# Required action:
Set down, word for word, the line with "where the hedge" and the lines after it through the final line of the data below, without pictures.

# Data records:
━━━━━━━━━━━━━━━━

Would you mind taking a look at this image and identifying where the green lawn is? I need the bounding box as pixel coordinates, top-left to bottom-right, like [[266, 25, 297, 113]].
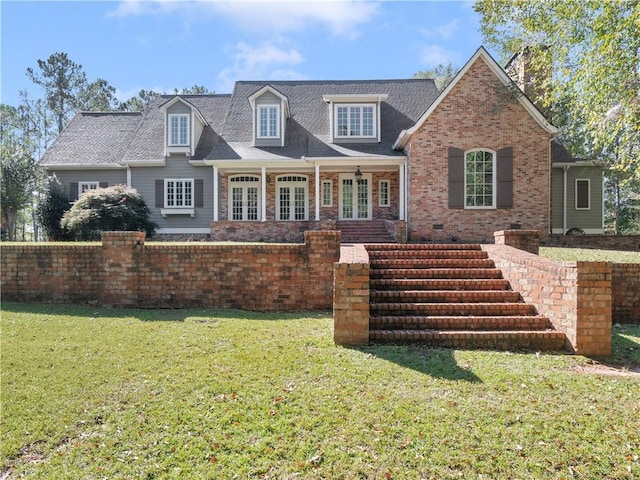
[[540, 247, 640, 263], [2, 303, 639, 479]]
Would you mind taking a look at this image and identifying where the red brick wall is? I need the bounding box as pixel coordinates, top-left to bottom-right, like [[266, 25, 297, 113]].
[[543, 235, 640, 252], [484, 244, 612, 356], [210, 220, 336, 242], [612, 263, 640, 324], [1, 231, 340, 311], [333, 244, 370, 345], [405, 56, 552, 243]]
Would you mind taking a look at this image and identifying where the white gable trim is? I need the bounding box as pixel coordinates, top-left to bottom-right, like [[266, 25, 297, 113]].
[[248, 85, 290, 118], [393, 46, 558, 150], [159, 96, 208, 126]]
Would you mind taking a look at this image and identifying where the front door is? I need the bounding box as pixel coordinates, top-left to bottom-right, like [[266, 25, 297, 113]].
[[339, 173, 372, 220]]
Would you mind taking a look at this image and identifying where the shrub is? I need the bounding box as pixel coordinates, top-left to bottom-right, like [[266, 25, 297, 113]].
[[61, 185, 156, 240], [37, 187, 74, 241]]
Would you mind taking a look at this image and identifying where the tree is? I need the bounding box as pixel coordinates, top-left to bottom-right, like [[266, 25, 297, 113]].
[[174, 84, 213, 95], [474, 0, 640, 212], [119, 89, 160, 112], [61, 185, 156, 240], [26, 52, 87, 133], [413, 63, 459, 91], [0, 104, 41, 241], [77, 78, 120, 111], [36, 181, 74, 241]]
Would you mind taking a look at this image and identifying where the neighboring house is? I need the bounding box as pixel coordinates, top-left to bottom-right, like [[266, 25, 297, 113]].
[[39, 46, 602, 242]]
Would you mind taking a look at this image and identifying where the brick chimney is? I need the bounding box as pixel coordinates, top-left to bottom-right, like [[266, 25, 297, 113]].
[[505, 45, 552, 118]]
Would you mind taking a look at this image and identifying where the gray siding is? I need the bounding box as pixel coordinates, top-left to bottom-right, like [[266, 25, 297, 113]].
[[552, 165, 603, 233], [130, 159, 213, 231], [48, 169, 128, 199]]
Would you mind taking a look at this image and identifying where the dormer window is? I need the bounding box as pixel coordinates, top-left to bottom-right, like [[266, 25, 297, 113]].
[[323, 94, 388, 143], [258, 105, 280, 138], [169, 114, 189, 146], [248, 85, 290, 147], [335, 104, 375, 138]]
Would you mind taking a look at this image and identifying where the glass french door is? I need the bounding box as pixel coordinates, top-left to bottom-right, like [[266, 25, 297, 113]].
[[339, 173, 371, 220]]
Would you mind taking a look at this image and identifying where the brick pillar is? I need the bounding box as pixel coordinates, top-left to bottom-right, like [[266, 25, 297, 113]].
[[101, 231, 145, 306], [304, 230, 341, 309], [574, 261, 612, 356], [494, 230, 540, 254], [333, 244, 370, 346]]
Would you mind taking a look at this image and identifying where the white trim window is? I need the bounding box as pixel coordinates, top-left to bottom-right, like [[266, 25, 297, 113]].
[[165, 178, 194, 207], [335, 104, 376, 138], [321, 180, 333, 207], [575, 179, 591, 210], [169, 114, 189, 146], [465, 149, 496, 209], [276, 175, 308, 221], [378, 179, 390, 207], [229, 175, 261, 221], [258, 105, 280, 138], [79, 181, 99, 196]]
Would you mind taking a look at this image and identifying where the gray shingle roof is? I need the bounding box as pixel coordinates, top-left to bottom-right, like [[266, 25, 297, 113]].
[[39, 112, 142, 166], [40, 79, 440, 166]]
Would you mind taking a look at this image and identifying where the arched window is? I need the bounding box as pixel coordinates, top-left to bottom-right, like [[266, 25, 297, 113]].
[[276, 175, 308, 221], [228, 175, 260, 221], [465, 149, 496, 208]]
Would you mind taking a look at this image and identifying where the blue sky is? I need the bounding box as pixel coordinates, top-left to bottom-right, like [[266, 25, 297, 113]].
[[1, 0, 496, 107]]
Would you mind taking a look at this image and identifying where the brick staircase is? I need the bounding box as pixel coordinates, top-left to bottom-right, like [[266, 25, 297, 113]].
[[367, 244, 566, 351], [337, 220, 395, 243]]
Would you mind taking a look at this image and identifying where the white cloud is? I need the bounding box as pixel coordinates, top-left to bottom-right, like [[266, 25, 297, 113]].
[[216, 41, 307, 92], [419, 45, 460, 67], [107, 0, 381, 38], [420, 19, 460, 40]]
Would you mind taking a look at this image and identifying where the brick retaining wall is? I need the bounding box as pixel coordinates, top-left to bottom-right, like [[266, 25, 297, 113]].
[[483, 244, 612, 356], [1, 231, 340, 311], [612, 263, 640, 324], [543, 234, 640, 251], [333, 245, 370, 345], [210, 220, 336, 242]]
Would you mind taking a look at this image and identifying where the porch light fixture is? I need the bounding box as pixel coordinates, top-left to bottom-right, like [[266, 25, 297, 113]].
[[355, 166, 362, 183]]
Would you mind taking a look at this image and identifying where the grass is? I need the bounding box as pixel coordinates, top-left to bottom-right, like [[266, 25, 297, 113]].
[[540, 247, 640, 263], [2, 303, 639, 479]]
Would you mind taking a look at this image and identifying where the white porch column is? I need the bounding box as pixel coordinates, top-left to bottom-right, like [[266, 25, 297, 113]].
[[399, 163, 406, 221], [315, 163, 320, 221], [261, 166, 267, 221], [213, 166, 219, 222], [126, 166, 132, 187]]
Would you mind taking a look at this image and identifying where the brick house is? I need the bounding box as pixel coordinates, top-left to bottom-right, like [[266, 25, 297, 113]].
[[39, 46, 601, 242]]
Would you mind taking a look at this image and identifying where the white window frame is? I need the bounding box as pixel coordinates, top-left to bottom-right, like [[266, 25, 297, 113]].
[[78, 181, 99, 196], [575, 178, 591, 210], [164, 178, 194, 208], [378, 179, 390, 207], [321, 180, 333, 207], [464, 149, 496, 209], [257, 105, 280, 139], [168, 114, 189, 146], [228, 175, 261, 221], [276, 175, 308, 221], [334, 104, 376, 138]]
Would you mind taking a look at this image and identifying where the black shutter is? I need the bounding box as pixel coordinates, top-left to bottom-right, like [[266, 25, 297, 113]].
[[448, 147, 465, 209], [155, 180, 164, 208], [194, 179, 204, 208], [496, 147, 513, 208], [99, 182, 108, 188], [69, 182, 78, 201]]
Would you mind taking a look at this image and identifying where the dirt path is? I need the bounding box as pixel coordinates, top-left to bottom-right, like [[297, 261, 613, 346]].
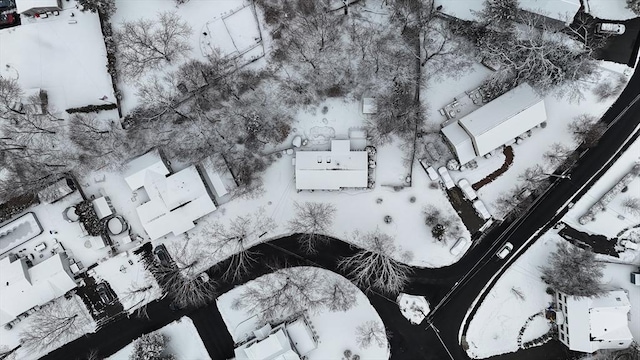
[[472, 146, 515, 191]]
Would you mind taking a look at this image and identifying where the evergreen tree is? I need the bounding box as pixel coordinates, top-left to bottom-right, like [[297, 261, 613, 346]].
[[540, 242, 605, 297]]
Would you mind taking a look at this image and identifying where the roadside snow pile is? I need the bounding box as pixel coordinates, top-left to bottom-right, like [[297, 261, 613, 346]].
[[217, 267, 390, 360], [107, 317, 210, 360], [397, 293, 429, 325], [586, 0, 638, 20], [464, 235, 558, 358]]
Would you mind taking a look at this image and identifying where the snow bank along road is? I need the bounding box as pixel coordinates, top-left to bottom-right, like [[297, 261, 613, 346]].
[[43, 63, 640, 360]]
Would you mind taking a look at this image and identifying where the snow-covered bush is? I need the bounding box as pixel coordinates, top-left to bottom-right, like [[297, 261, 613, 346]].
[[627, 0, 640, 15], [129, 333, 174, 360], [77, 0, 117, 19]]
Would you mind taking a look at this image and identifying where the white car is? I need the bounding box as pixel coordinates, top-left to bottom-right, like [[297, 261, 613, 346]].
[[473, 200, 492, 220], [620, 240, 639, 250], [597, 23, 625, 35], [438, 167, 455, 189], [450, 237, 469, 256], [458, 179, 477, 200], [496, 242, 513, 259]]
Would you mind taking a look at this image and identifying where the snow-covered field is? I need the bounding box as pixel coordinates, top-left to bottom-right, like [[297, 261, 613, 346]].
[[585, 0, 639, 20], [107, 317, 210, 360], [217, 267, 390, 360], [563, 137, 640, 239], [0, 1, 115, 112], [464, 234, 558, 359]]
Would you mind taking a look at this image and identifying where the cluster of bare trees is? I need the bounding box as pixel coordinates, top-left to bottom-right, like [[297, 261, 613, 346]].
[[287, 201, 336, 254], [233, 267, 357, 322], [19, 296, 94, 353], [338, 230, 412, 294]]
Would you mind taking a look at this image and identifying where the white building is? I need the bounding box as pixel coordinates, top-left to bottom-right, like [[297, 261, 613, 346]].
[[123, 149, 170, 192], [135, 166, 217, 240], [234, 318, 317, 360], [441, 83, 547, 165], [200, 154, 238, 204], [16, 0, 62, 16], [0, 252, 77, 325], [294, 140, 369, 191], [555, 290, 633, 353]]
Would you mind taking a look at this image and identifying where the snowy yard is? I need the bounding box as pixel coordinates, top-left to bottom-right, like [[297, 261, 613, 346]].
[[0, 1, 116, 112], [464, 234, 558, 359], [217, 267, 390, 360], [563, 137, 640, 240], [585, 0, 638, 20], [107, 317, 210, 360]]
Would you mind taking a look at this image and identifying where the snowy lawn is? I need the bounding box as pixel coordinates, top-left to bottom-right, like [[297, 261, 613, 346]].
[[563, 137, 640, 239], [585, 0, 638, 20], [217, 267, 389, 360], [111, 0, 249, 113], [0, 2, 116, 112], [464, 235, 558, 358], [107, 317, 210, 360], [90, 250, 162, 314]]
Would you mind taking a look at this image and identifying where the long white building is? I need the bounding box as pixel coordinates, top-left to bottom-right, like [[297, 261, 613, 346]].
[[442, 83, 547, 165]]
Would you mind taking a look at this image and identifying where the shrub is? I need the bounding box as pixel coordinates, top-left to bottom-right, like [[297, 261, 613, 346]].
[[66, 103, 118, 114]]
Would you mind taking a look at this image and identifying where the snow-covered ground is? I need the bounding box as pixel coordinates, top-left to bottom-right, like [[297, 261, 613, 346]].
[[464, 234, 558, 359], [0, 1, 116, 112], [90, 250, 162, 314], [585, 0, 639, 20], [217, 267, 389, 360], [0, 294, 96, 360], [563, 137, 640, 240], [397, 293, 430, 325], [107, 317, 210, 360]]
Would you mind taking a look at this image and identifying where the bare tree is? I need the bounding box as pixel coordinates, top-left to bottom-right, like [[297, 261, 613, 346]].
[[20, 297, 94, 353], [518, 165, 551, 194], [121, 281, 158, 319], [0, 77, 22, 113], [287, 202, 336, 254], [543, 142, 572, 167], [622, 197, 640, 217], [234, 267, 356, 322], [592, 73, 627, 102], [355, 320, 388, 349], [422, 205, 464, 242], [568, 114, 607, 147], [116, 11, 192, 78], [338, 230, 412, 294], [540, 241, 605, 297]]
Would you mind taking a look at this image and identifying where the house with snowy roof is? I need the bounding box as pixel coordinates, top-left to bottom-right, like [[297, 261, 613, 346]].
[[0, 252, 77, 326], [124, 150, 217, 240], [294, 140, 369, 191], [441, 83, 546, 165], [234, 317, 317, 360], [555, 290, 633, 353], [16, 0, 61, 15]]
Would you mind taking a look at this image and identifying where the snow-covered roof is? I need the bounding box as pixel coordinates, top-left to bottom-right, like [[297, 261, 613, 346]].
[[441, 122, 477, 165], [234, 329, 300, 360], [123, 150, 170, 191], [92, 197, 112, 220], [285, 318, 317, 356], [459, 83, 546, 157], [295, 140, 368, 191], [16, 0, 60, 14], [0, 253, 77, 325], [362, 97, 377, 114], [201, 155, 238, 200], [135, 166, 216, 240], [564, 290, 633, 353]]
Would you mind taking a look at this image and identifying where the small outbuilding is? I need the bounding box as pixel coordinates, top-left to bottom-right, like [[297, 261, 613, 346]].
[[16, 0, 61, 16]]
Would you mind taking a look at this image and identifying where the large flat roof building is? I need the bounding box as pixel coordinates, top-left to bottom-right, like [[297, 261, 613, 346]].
[[294, 140, 368, 191], [442, 83, 546, 164]]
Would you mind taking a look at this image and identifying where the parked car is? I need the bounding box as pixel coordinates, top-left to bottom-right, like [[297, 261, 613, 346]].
[[438, 167, 455, 189], [458, 179, 478, 200], [620, 240, 639, 250], [153, 244, 174, 267], [496, 242, 513, 259], [96, 283, 114, 304], [0, 13, 16, 26], [597, 23, 625, 35], [450, 237, 469, 256], [472, 200, 492, 220]]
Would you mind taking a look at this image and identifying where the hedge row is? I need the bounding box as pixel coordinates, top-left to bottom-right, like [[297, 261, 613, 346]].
[[66, 103, 118, 114]]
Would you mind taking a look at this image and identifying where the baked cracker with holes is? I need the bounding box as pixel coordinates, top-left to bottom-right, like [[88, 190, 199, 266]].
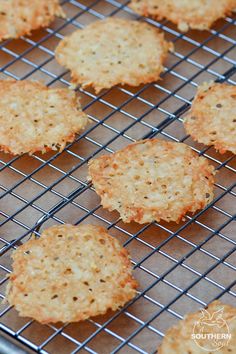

━━━━━━━━━━━━━━━━

# Problem solution:
Would you mind taking a look at this image and identifying where the hedge row is? I need the bounding box as pixel coordinates, top-left to bottom-right, like [[297, 261, 613, 346]].
[[66, 103, 118, 114]]
Would you mind taking a look at this image and identifying where the baked cracker with holes is? I need the bounding box as pixel coordinates, top-left to bottom-right, like [[88, 190, 199, 266]].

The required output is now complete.